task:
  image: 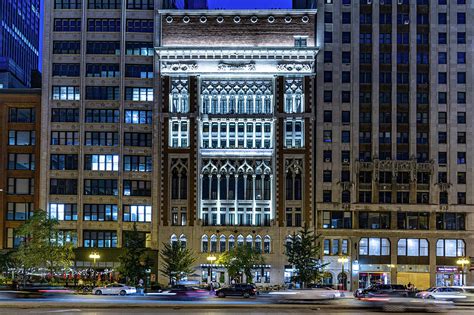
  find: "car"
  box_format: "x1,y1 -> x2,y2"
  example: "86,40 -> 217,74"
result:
215,284 -> 257,298
416,286 -> 467,300
355,284 -> 409,299
92,283 -> 136,296
168,286 -> 208,298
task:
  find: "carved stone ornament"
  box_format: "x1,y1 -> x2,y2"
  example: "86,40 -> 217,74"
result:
217,62 -> 256,72
162,62 -> 198,72
276,63 -> 311,72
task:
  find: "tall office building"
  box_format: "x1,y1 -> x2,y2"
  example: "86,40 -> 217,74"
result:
0,0 -> 41,88
316,0 -> 473,290
40,0 -> 473,288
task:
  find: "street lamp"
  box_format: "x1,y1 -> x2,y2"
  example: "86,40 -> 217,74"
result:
89,252 -> 100,286
337,256 -> 349,290
456,257 -> 470,286
207,255 -> 216,285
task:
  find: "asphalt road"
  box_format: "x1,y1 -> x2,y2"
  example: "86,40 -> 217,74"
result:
0,294 -> 473,314
0,308 -> 474,315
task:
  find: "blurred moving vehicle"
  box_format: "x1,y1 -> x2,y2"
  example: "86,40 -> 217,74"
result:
269,287 -> 343,301
168,285 -> 208,298
361,296 -> 453,313
416,286 -> 473,300
354,284 -> 408,298
215,284 -> 257,298
93,283 -> 136,296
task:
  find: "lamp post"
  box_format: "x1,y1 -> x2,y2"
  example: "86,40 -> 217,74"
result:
456,257 -> 470,286
338,256 -> 349,290
207,255 -> 216,285
89,252 -> 100,286
387,264 -> 396,285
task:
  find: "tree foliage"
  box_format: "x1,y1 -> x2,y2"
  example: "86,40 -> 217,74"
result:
12,210 -> 75,276
217,246 -> 265,284
284,224 -> 325,288
118,224 -> 153,285
159,242 -> 196,285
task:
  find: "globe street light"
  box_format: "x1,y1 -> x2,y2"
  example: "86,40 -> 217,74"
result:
207,255 -> 216,285
456,257 -> 470,286
89,252 -> 100,286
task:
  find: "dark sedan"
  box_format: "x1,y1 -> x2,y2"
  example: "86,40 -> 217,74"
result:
215,284 -> 257,298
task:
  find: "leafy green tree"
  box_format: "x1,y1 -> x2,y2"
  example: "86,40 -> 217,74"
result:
118,224 -> 152,285
285,224 -> 325,288
12,210 -> 75,285
159,242 -> 196,285
217,246 -> 265,284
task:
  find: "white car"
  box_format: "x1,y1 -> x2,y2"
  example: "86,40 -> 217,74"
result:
269,287 -> 343,301
416,286 -> 466,300
93,283 -> 137,296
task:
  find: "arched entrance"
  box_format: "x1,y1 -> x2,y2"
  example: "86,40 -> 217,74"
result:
337,272 -> 348,291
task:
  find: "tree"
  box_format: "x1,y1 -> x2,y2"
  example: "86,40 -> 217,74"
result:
285,224 -> 325,288
159,242 -> 196,286
12,210 -> 75,285
118,224 -> 152,286
217,246 -> 265,284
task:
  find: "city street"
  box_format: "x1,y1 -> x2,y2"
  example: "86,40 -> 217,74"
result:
0,294 -> 473,314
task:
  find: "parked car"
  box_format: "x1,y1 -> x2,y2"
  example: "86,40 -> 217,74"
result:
215,284 -> 257,298
93,283 -> 136,296
354,284 -> 409,298
416,286 -> 467,300
168,286 -> 208,298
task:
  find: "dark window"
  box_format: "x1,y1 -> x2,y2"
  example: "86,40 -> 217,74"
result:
55,0 -> 82,9
86,41 -> 120,55
84,204 -> 118,221
83,230 -> 117,248
123,155 -> 152,172
50,154 -> 78,170
85,132 -> 119,146
359,212 -> 390,229
50,131 -> 79,145
437,213 -> 465,230
126,19 -> 153,32
125,64 -> 153,78
87,18 -> 121,32
50,179 -> 77,195
53,41 -> 80,54
86,64 -> 120,77
123,180 -> 151,196
397,212 -> 429,230
322,211 -> 351,229
124,132 -> 152,147
85,86 -> 119,100
54,18 -> 81,31
85,109 -> 120,123
51,108 -> 79,122
87,0 -> 121,9
84,179 -> 118,196
126,0 -> 153,9
8,108 -> 35,123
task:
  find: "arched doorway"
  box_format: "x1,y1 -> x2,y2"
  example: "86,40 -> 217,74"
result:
337,272 -> 348,291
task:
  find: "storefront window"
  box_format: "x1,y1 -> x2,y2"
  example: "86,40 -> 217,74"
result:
397,238 -> 429,256
359,238 -> 390,256
436,239 -> 465,257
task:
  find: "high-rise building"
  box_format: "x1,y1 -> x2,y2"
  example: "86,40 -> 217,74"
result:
315,0 -> 473,290
0,0 -> 41,88
0,89 -> 41,249
40,1 -> 473,289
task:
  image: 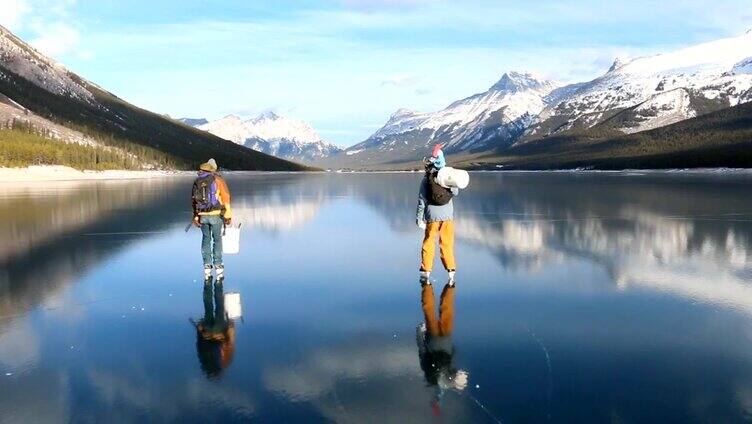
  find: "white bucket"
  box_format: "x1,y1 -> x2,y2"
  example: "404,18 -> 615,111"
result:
224,292 -> 242,320
222,223 -> 241,255
436,167 -> 470,189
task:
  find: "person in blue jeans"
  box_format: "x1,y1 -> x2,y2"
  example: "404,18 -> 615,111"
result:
192,158 -> 233,282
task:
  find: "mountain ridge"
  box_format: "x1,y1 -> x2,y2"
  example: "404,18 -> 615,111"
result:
455,99 -> 752,170
321,71 -> 559,168
0,25 -> 305,171
190,112 -> 342,163
323,31 -> 752,169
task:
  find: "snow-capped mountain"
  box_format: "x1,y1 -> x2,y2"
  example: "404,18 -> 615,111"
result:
333,72 -> 557,167
527,30 -> 752,137
329,31 -> 752,168
194,112 -> 342,163
0,24 -> 302,171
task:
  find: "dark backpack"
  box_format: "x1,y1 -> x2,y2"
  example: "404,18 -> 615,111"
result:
426,172 -> 453,206
193,174 -> 221,212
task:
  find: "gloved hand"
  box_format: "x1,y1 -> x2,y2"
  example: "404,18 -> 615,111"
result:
417,219 -> 427,230
224,218 -> 232,225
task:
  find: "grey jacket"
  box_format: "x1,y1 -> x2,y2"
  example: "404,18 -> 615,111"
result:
416,174 -> 459,223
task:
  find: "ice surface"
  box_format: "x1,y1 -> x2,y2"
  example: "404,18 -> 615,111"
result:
3,173 -> 752,422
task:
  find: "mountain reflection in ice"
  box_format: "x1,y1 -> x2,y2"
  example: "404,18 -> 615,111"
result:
228,174 -> 328,232
2,172 -> 752,422
340,173 -> 752,312
445,174 -> 752,313
0,178 -> 187,319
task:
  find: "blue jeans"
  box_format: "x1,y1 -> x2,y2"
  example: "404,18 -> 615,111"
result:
200,215 -> 224,266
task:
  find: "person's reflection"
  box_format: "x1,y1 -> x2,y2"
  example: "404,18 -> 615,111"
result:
193,280 -> 236,379
417,282 -> 469,414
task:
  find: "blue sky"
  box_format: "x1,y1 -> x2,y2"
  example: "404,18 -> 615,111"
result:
1,0 -> 751,147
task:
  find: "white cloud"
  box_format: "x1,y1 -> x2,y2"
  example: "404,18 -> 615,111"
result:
0,0 -> 31,30
0,0 -> 82,59
53,0 -> 751,146
380,74 -> 421,87
29,21 -> 80,57
339,0 -> 440,11
0,318 -> 40,369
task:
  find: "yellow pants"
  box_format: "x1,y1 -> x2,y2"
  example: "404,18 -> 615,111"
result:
422,283 -> 455,337
421,220 -> 456,272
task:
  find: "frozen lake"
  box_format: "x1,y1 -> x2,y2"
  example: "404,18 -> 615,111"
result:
2,172 -> 752,422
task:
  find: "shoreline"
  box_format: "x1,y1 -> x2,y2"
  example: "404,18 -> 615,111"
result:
0,165 -> 191,182
2,165 -> 752,182
322,168 -> 752,174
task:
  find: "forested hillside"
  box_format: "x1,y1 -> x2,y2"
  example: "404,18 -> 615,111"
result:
0,25 -> 307,171
456,101 -> 752,170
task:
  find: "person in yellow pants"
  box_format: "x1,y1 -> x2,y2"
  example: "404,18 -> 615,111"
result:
416,145 -> 458,285
421,221 -> 456,277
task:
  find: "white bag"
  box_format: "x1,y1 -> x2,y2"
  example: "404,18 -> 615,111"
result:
224,292 -> 242,320
222,223 -> 241,255
436,167 -> 470,189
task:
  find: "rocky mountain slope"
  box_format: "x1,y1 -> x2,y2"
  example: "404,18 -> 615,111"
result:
326,72 -> 557,168
177,118 -> 208,127
0,25 -> 305,171
190,112 -> 342,163
527,30 -> 752,139
326,31 -> 752,169
456,99 -> 752,170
----
> [WHAT THIS TASK INVOLVES] Gather, from the listing above, every line carrying the word "window".

> [OUTPUT BELOW]
  find: "dark window"
  find: "storefront window"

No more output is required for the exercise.